- [PROBLEM DETAILS] Could you repeat every record below exactly as written?

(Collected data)
▽
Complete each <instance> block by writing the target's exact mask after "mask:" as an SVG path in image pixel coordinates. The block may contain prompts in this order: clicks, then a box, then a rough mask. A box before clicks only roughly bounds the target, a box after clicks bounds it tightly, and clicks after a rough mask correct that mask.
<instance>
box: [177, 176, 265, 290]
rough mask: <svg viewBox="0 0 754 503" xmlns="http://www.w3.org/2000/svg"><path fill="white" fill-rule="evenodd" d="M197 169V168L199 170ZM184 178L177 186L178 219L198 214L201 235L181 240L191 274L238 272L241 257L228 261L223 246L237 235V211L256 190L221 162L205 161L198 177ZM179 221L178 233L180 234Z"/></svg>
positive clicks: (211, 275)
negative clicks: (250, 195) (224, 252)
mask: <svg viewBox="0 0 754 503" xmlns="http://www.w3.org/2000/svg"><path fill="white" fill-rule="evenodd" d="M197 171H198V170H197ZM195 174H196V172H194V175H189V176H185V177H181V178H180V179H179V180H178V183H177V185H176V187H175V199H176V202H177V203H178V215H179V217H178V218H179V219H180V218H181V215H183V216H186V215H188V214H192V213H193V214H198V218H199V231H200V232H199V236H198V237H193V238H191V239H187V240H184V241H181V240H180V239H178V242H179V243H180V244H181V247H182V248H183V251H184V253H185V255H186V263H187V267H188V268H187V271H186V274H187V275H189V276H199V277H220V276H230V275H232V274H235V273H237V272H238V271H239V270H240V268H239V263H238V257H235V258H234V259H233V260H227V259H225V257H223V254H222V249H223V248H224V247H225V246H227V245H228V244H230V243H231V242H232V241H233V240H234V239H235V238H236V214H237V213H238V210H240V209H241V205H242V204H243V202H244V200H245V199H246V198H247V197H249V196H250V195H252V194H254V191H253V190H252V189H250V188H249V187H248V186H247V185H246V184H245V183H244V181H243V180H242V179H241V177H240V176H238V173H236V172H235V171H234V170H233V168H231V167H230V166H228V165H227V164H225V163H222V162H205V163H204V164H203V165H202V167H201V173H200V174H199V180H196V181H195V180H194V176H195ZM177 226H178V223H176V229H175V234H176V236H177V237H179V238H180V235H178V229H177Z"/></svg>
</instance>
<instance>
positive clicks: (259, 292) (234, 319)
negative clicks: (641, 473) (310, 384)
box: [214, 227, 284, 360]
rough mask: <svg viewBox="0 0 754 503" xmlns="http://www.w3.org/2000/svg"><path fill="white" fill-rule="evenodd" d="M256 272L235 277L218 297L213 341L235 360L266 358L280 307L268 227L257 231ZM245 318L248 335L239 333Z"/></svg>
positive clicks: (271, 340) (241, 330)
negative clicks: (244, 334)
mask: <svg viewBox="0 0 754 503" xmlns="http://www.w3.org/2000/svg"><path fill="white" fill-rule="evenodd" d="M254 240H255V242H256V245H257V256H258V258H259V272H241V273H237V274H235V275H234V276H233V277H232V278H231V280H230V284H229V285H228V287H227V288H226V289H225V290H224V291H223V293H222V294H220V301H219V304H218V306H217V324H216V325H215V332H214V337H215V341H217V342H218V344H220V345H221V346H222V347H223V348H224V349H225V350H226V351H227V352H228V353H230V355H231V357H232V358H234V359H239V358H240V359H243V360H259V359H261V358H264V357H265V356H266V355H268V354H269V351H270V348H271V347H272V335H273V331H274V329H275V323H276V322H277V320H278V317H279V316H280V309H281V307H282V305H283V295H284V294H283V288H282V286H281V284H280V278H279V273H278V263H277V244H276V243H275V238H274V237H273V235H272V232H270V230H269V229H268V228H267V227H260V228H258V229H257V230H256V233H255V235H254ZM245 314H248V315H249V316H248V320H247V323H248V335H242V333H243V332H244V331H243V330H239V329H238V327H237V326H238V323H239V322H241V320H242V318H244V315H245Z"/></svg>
△
- [SOLUTION TO THIS TASK]
Complete each <instance> block by writing the target's exact mask after "mask:" as an SVG path in image pixel coordinates. The block may contain prompts in this order: clicks, then a box, then a rough mask. A box before clicks only roughly bounds the target, a box after clicks bounds it tightly, and clicks after a rough mask correct that mask.
<instance>
box: [177, 176, 265, 290]
rough mask: <svg viewBox="0 0 754 503" xmlns="http://www.w3.org/2000/svg"><path fill="white" fill-rule="evenodd" d="M197 169V168L199 170ZM184 178L177 186L178 219L198 214L201 235L181 240L191 274L238 272L241 257L228 261L223 246L237 235V211L256 190L221 162L205 161L198 177ZM179 221L178 233L180 234Z"/></svg>
positive clicks: (211, 275)
negative clicks: (250, 195) (224, 252)
mask: <svg viewBox="0 0 754 503" xmlns="http://www.w3.org/2000/svg"><path fill="white" fill-rule="evenodd" d="M197 171H198V170H197ZM195 174H196V172H194V175H189V176H185V177H181V178H180V179H179V180H178V183H177V185H176V187H175V199H176V202H177V203H178V215H179V217H178V218H179V219H180V218H181V215H183V216H186V215H188V214H192V213H193V214H198V218H199V231H200V232H199V236H198V237H193V238H191V239H187V240H184V241H181V240H180V239H178V242H179V243H180V244H181V247H182V248H183V251H184V253H185V255H186V263H187V267H188V268H187V271H186V274H187V275H189V276H199V277H220V276H230V275H232V274H235V273H237V272H238V271H239V270H240V268H239V263H238V257H235V258H234V259H233V260H227V259H225V257H223V254H222V249H223V248H224V247H225V246H227V245H228V244H230V243H231V242H232V241H233V240H234V239H235V238H236V214H237V213H238V210H240V209H241V205H242V204H243V202H244V200H245V199H246V198H247V197H249V196H250V195H252V194H254V191H253V190H252V189H250V188H249V187H248V186H247V185H246V184H245V183H244V181H243V180H242V179H241V177H240V176H238V173H236V172H235V171H234V170H233V168H231V167H230V166H228V165H227V164H225V163H222V162H205V163H204V164H203V165H202V167H201V173H200V174H199V180H196V181H195V180H194V176H195ZM177 226H178V223H176V229H175V234H176V236H177V237H179V238H180V235H178V229H177Z"/></svg>
</instance>
<instance>
positive clicks: (259, 292) (234, 319)
negative clicks: (641, 473) (310, 384)
box: [214, 227, 284, 360]
rough mask: <svg viewBox="0 0 754 503" xmlns="http://www.w3.org/2000/svg"><path fill="white" fill-rule="evenodd" d="M256 272L235 277L218 297L213 341L235 360L266 358L280 307L268 227L257 231ZM245 318L248 335L239 333Z"/></svg>
positive clicks: (271, 340) (241, 330)
negative clicks: (244, 334)
mask: <svg viewBox="0 0 754 503" xmlns="http://www.w3.org/2000/svg"><path fill="white" fill-rule="evenodd" d="M254 240H255V242H256V245H257V256H258V258H259V272H241V273H237V274H235V275H234V276H233V277H232V278H231V280H230V284H229V285H228V287H227V288H226V289H225V290H224V291H223V293H222V294H220V301H219V304H218V306H217V324H216V325H215V332H214V337H215V341H217V342H218V344H220V345H221V346H222V347H223V348H224V349H225V350H226V351H227V352H228V353H230V355H231V357H232V358H234V359H239V358H240V359H243V360H259V359H261V358H264V357H265V356H266V355H268V354H269V351H270V348H271V347H272V335H273V331H274V329H275V323H276V322H277V320H278V317H279V316H280V309H281V307H282V305H283V295H284V294H283V288H282V286H281V284H280V278H279V273H278V263H277V244H276V243H275V238H274V237H273V235H272V232H270V230H269V229H268V228H267V227H260V228H258V229H257V230H256V233H255V235H254ZM245 314H248V315H249V316H248V320H247V323H248V335H242V333H243V332H244V331H243V330H239V329H238V327H237V326H238V323H239V322H241V320H242V318H244V315H245Z"/></svg>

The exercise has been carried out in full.